■ **What is required**
Write out all the entries word for word, but skip any images.

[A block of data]
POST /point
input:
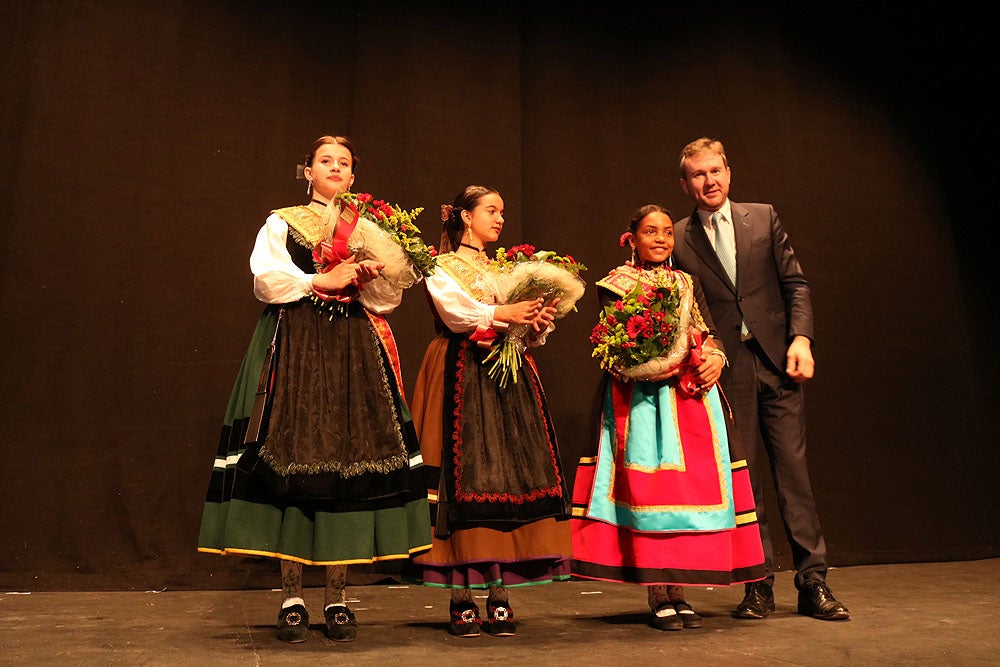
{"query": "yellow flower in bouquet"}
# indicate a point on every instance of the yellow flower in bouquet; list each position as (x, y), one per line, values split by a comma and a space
(647, 333)
(524, 273)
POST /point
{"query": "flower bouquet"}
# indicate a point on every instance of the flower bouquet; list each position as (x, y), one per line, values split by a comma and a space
(388, 233)
(370, 228)
(524, 273)
(649, 332)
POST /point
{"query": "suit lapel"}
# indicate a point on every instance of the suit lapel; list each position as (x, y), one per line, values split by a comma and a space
(697, 239)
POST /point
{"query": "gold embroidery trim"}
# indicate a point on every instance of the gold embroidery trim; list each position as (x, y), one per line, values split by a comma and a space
(305, 225)
(468, 275)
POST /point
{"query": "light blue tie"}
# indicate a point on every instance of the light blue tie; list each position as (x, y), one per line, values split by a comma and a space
(724, 248)
(727, 255)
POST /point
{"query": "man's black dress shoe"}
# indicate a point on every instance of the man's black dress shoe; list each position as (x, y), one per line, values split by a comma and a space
(816, 600)
(758, 601)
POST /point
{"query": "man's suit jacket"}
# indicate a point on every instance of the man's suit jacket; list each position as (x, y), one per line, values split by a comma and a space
(772, 296)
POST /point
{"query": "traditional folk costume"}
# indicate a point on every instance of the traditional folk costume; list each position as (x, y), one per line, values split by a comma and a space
(665, 499)
(318, 460)
(495, 481)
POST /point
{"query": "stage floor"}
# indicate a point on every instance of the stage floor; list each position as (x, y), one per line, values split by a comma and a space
(940, 613)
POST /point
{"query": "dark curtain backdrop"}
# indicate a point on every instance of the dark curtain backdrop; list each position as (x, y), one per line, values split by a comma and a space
(143, 144)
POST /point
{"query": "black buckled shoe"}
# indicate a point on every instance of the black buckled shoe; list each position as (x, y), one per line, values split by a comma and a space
(816, 600)
(465, 619)
(758, 602)
(499, 619)
(688, 616)
(293, 624)
(666, 618)
(341, 625)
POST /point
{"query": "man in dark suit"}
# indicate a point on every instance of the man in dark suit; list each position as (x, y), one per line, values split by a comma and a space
(759, 299)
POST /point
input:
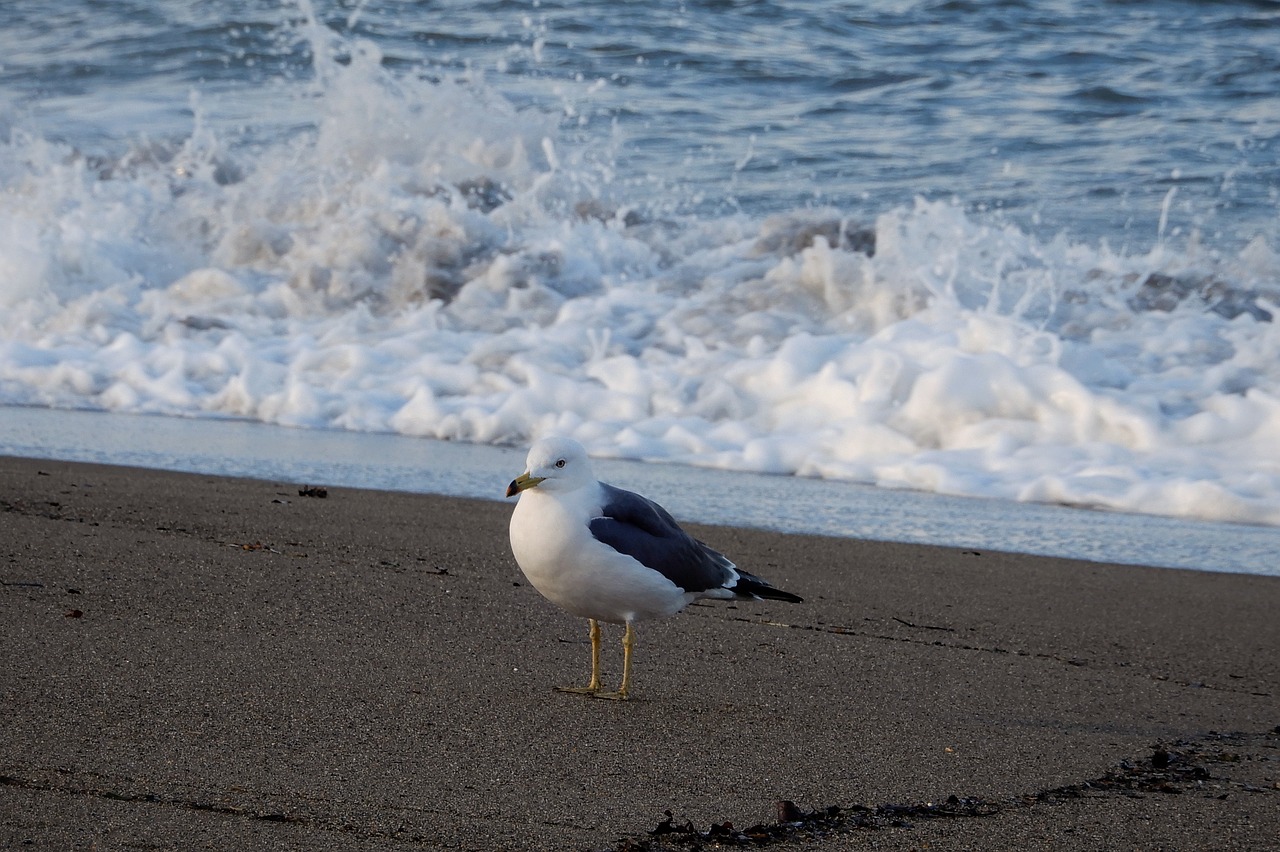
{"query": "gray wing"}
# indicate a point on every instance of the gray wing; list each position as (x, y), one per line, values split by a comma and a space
(647, 532)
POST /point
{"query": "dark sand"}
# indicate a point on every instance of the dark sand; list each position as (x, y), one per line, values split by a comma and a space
(190, 662)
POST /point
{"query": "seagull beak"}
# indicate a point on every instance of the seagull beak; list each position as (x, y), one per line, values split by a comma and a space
(522, 482)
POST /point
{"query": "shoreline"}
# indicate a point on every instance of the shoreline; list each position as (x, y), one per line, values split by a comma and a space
(229, 664)
(784, 504)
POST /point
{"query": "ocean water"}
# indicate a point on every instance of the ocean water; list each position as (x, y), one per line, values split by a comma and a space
(984, 250)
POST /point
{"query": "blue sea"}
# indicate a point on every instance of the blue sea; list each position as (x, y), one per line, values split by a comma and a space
(881, 262)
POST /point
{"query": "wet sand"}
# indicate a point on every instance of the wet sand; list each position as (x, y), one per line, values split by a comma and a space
(205, 663)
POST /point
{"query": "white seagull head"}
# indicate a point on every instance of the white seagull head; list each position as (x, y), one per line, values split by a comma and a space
(554, 465)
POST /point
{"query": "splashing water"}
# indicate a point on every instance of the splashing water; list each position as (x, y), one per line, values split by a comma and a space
(403, 248)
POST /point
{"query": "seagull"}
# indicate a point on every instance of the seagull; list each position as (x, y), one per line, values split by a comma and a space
(611, 555)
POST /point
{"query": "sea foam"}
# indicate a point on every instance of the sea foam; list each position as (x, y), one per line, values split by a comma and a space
(421, 256)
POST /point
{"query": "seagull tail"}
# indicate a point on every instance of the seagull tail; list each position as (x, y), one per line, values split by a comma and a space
(752, 586)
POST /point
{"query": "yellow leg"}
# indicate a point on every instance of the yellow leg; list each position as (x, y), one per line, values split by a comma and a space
(594, 686)
(629, 640)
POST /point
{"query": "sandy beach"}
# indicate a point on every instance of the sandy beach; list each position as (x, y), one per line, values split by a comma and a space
(205, 663)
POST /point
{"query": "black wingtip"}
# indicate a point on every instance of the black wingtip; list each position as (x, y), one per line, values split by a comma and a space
(752, 586)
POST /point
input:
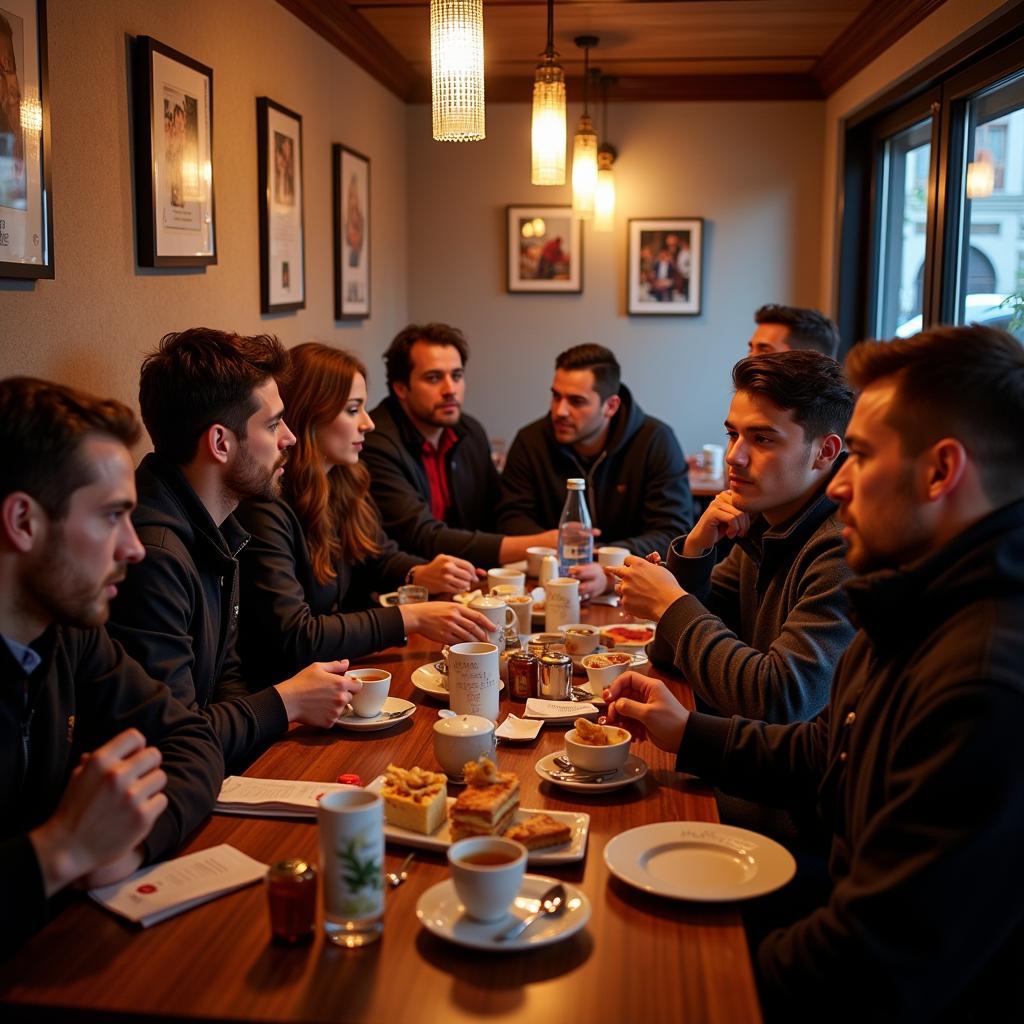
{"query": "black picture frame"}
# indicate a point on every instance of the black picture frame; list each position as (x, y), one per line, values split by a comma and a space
(351, 232)
(26, 192)
(172, 98)
(282, 201)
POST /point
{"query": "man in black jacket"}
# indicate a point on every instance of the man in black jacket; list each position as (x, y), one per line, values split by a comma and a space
(637, 486)
(210, 401)
(432, 475)
(100, 768)
(915, 767)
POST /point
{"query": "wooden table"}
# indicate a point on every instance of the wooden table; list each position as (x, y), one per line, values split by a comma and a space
(640, 958)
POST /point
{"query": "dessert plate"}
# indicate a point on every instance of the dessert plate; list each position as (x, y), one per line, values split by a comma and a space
(698, 860)
(634, 769)
(441, 840)
(394, 711)
(431, 682)
(441, 914)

■ **Full answer**
POST /point
input:
{"query": "yellow flower in bouquet"}
# indicate a point on every instance of the yellow flower in bouquet; list each position as (x, y), one per line, values split by a comma and a space
(647, 333)
(524, 273)
POST /point
{"query": "flower bouquet"}
# indicate a point on every instance of the flower bouquet; list each position as (x, y), one per line, values split by a comma and a space
(388, 233)
(370, 228)
(524, 273)
(649, 332)
POST /point
{"query": "suit lapel"}
# indicate a point on every instance of the suit lapel; list each position as (x, y), one per line, values split by a comma and a space
(697, 239)
POST /point
{"query": "gold embroidery trim"}
# indicate a point on every instance of the gold embroidery trim; list each position as (x, y), one per line, values split by a comma and a space
(305, 225)
(468, 275)
POST /point
{"query": "light blue tie"}
# indicate a point on every instance of the light blue tie; list each position as (x, y), one per line, values split by a comma and a space
(724, 248)
(727, 255)
POST /point
{"query": "man's black dress shoe"}
# indicate a point on every instance of the man's black dress shoe; list each position as (x, y), one per line, values split by a comma and a space
(816, 600)
(758, 601)
POST /point
{"query": "man's suit jacket"}
# indicate a point on every instance of the man's suit jacket; list each position as (x, y), one per line, values split by a comma and a space
(772, 296)
POST /point
{"query": "traditional folk costume"}
# indicate a point on every instance of the traditional folk costume; list each position as (x, y), one per line, values split by a comma and a space
(665, 499)
(318, 460)
(495, 481)
POST /point
{"query": "stage floor"}
# indicate a point on every instance of the stage floor; list each position as (x, y), one per line, values split by a comma and a space
(940, 613)
POST /point
{"query": "dark curtain backdrop"}
# indicate a point on every instance of the dark curtain backdrop; list each position as (x, y), one per line, values split by a comma and a space
(143, 144)
POST /point
{"query": "black buckled shoe"}
# indicate a point on every instance of the black buckled shoe; list each position as (x, y), one per line, values split by a comma and a space
(816, 600)
(465, 619)
(758, 602)
(499, 619)
(688, 616)
(293, 624)
(666, 618)
(341, 625)
POST /point
{"query": "man in dark suit"}
# indicate a point on every instance of the man in dark suit; list each position as (x, y), one per line, values split by a comma and a space
(759, 299)
POST /point
input:
{"query": "gray wing"}
# indicate a point on every instance of the gray wing; list each position as (x, y), one per line, values split by a comma and a space
(647, 532)
POST /point
{"query": "dark sand"}
# indicate a point on every instance of the dark sand; list each position as (x, y), one per line, values split by a comma and a space
(190, 662)
POST /point
{"query": "seagull beak"}
# indicate a point on every instance of the seagull beak; list each position as (x, y), one per line, values split by a comma and a space
(522, 482)
POST /point
{"query": "shoreline"}
# indicate a point on every instance of the shoreline; list each position as (x, y), one per line, values split by a comma and a space
(229, 664)
(784, 504)
POST /point
{"query": "ocean water"}
# indicate a point on every instance of the ocean water; list each position as (x, y), one per line, values split by a comma and a space
(984, 250)
POST /point
{"query": "blue sea"}
# indicate a point on every instance of the blue sea; list each position as (x, y), one per line, values split by a comma and a space
(881, 262)
POST /point
{"query": "wet sand"}
# indicate a point on every instance of the wet sand; list each position as (x, y), one per line, values split by a comma and a space
(205, 663)
POST /point
{"query": "white seagull head"}
# indicate a point on every instance of the white seagull head; list each position as (x, y), one per line, values split by a comma and a space
(554, 465)
POST /point
{"query": "splashing water"}
# indicate a point on every instance of the splashing water; list each position as (x, y), one per line, values split by a comma and a space
(403, 248)
POST /point
{"query": "seagull"}
# indicate a point on every instance of the seagull; list each position as (x, y), one per line, values split by a comma and a space
(611, 555)
POST /point
{"query": "sea foam"}
# indicate a point on every instance of the sea foam; list each position as (x, y), one per line, values split by a comma and a space
(421, 256)
POST /point
{"query": "seagull tail"}
# indicate a point on every instance of the seagull tail; list each position as (x, y), one per line, values split by a comma and a space
(752, 586)
POST /point
{"query": "yellow leg"}
# indicate a point on every instance of the yellow leg; list each position as (x, y), one per line, values split by a comma and a space
(594, 686)
(629, 640)
POST /point
{"query": "sandy beach"}
# indicate a point on every instance of the sandy beach; list each position as (x, y), one per line, values split by a comma and a space
(205, 663)
POST /point
{"query": "black wingtip"}
# indicate a point on every instance of the black wingtip; list each position as (x, y), one per line, values split by a comma and a space
(752, 586)
POST /point
input:
{"query": "black picture frame"}
# indicate a point on every instance of the black picture frame; list each position as (x, y), one per line, values split by a comma and a space
(351, 232)
(26, 192)
(172, 98)
(282, 201)
POST /point
{"query": "man in black jacket"}
# indicate a point on every instance of the man in black jacket; list each position as (x, y), one per line, values split by a comma and a space
(637, 486)
(210, 401)
(432, 475)
(100, 768)
(915, 767)
POST /point
{"query": "wooden table"}
# indicate a point on every instance of the wooden table; list each position as (x, y), one per line, values split by a comma and a space
(640, 958)
POST /point
{"query": "dessert plate"}
# indicate a point on every instance of the dessert plate; list each position as (x, y), one per line, values split by a comma and a space
(698, 860)
(634, 769)
(441, 840)
(394, 711)
(431, 682)
(441, 914)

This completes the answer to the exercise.